» **Text block**:
──────────────────────────────
Reducing code repetition with Vecs and fields

⚓ Rust    📅 2026-03-28    👤 surdeus    👁️ 10      

surdeus

I am working on some code that needs to do nearly identical things on 4 total items. I am looking for a way to simplify this logic, so I don't have 4 nearly identical match statements.

Thanks in advance!

I have a Vec of 2 items, each with 2 fields.

Currently I have 4 separate match statements that all have the exact same code in them, with one difference between the two items in the vec, which of the end1/end2 variables to assign to.

Right now, this is just copy/pasted between match statements, but the code is going to get more complex and I don't want to have to maintain 4 separate copies.

In theory, only 2 of the total 4 match statements should ever actually trigger but I have simplified the code a bit here.
──────────────────────────────
» **Dataset content**:
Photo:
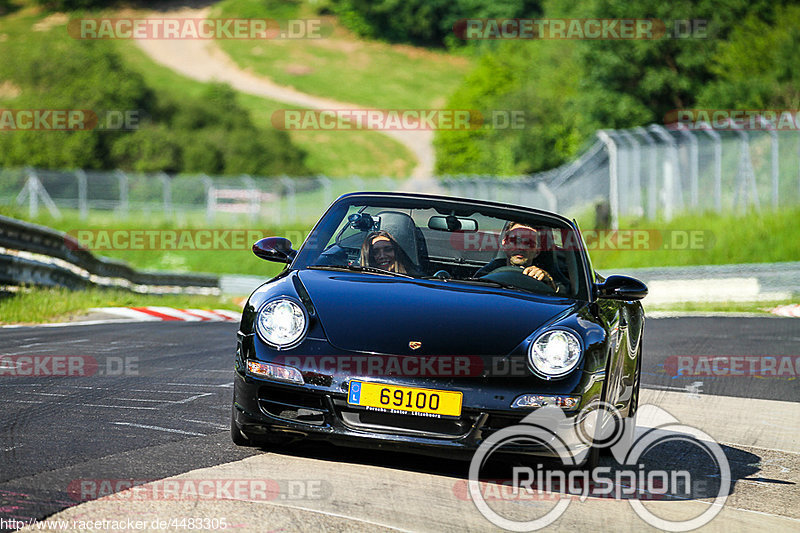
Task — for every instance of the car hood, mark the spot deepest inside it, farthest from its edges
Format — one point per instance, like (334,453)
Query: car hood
──────────────────────────────
» **Tasks**:
1. Condense the paragraph in the Rust forum post that begins "Currently I have 4 separate match statements" into one shorter sentence that keeps its main facts.
2. Reproduce the Rust forum post word for word, from "Reducing code repetition" up to and including "with 2 fields.".
3. Write the next part of the Rust forum post on reducing code repetition, starting after its last sentence.
The material plays no part in what follows here.

» **Answer set**:
1. Four separate match statements hold the same code, and the only difference between the two Vec items is which of the end1/end2 variables gets assigned.

2.
Reducing code repetition with Vecs and fields

⚓ Rust    📅 2026-03-28    👤 surdeus    👁️ 10      

surdeus

I am working on some code that needs to do nearly identical things on 4 total items. I am looking for a way to simplify this logic, so I don't have 4 nearly identical match statements.

Thanks in advance!

I have a Vec of 2 items, each with 2 fields.

3.
let mut end1 = Pos2;
let mut end2 = Pos2;

let connections: Vec<Connection> = Vec::new();
//Populate connections vec here
// connections could have more than 2 items in it, so match on case where len() == 2

    match connections.len().cmp(&2) {
        Ordering::Equal => {
            match &connections[0].end1 {
                Type1 => {
                    //perform logic here matching on type of connections[0].end1
                    let new_position = Pos2::ZERO;
                    end1 = new_position;
                }
                _ => {
                    todo!()
                }
            }
            match &connections[0].end2 {
                Type1 => {
                    //perform logic here matching on type of connections[0].end1
                    let new_position = Pos2::ZERO;
                    end1 = new_position;
                }
                _ => {
                    todo!()
                }
            }
            match &connections[1].end1 {
                Type1 => {
                    //perform logic here matching on type of connections[0].end1
                    let new_position = Pos2::ZERO;
                    end2 = new_position;
                }
                _ => {
                    todo!()
                }
            }
            match &connections[1].end2 {
                Type1 => {
                    //perform logic here matching on type of connections[0].end1
                    let new_position = Pos2::ZERO;
                    end2 = new_position;
                }
                _ => {
                    todo!()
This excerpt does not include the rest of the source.